┌──

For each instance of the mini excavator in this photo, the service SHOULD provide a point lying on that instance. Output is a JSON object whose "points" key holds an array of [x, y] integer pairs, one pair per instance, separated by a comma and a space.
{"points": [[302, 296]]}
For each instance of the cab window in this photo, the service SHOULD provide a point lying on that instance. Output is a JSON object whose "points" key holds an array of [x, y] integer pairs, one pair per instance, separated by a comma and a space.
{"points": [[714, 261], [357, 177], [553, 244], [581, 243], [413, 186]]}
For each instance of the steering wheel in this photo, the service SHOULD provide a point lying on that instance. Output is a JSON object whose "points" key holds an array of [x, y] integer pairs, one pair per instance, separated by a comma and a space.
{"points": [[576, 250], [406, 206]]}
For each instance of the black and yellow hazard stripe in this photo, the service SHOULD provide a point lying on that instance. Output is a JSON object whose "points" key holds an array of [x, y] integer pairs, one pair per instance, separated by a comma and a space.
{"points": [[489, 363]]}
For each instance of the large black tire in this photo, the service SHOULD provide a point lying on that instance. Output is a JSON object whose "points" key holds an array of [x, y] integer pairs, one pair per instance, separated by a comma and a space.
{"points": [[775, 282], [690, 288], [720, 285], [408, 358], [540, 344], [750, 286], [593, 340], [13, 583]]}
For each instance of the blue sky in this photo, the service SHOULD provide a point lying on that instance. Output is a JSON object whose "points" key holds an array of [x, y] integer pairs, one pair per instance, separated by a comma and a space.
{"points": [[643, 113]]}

└──

Reproduce every one of the rows above word for word, keeping their original order.

For each instance of the mini excavator in this photo, the service SHOULD provide a point lying on that instance. Output is a JSON object whose "points" key holds an array of [x, y] integer pairs, one pair per instance, separated by a comma and a space.
{"points": [[302, 296]]}
For each instance of the cab window in this photo, the service SHOULD provide a point lying on that instance. Output is a JSON object whose "points" key holds an array of [x, y] integer pairs, one pair per instance, separated by a comma and a space.
{"points": [[714, 261], [357, 177], [553, 244], [581, 243], [413, 186]]}
For each instance of the steering wheel in this photo, the service SHOULD provide a point lying on that instance. Output is a JSON object whose "points" key holds an array of [x, y] integer pairs, one pair per instance, separated by a comma and a space.
{"points": [[576, 250], [406, 206]]}
For each instance of the black and yellow hazard stripe in this photo, the service SHOULD provide a point lying on that instance. Output is a JSON object whose "points" key holds an array of [x, y] integer pairs, one pair per instance, separated by a comma and a space.
{"points": [[489, 363]]}
For each instance of the large black tire in this photo, the service SHOULD provide a point lying on that instance. Output is a JSON object whose "points" key holds an array of [x, y] integer pairs, one pair per instance, separated by a comma and a space.
{"points": [[775, 282], [690, 288], [720, 285], [408, 358], [540, 344], [750, 286], [593, 340], [13, 583]]}
For each instance of the blue sky in this photo, the service SHOULD provide a point lying on that instance. Output is a JSON object whose "points" key holds an array of [x, y] integer pairs, one pair per instance, separated by a comma and a space.
{"points": [[643, 113]]}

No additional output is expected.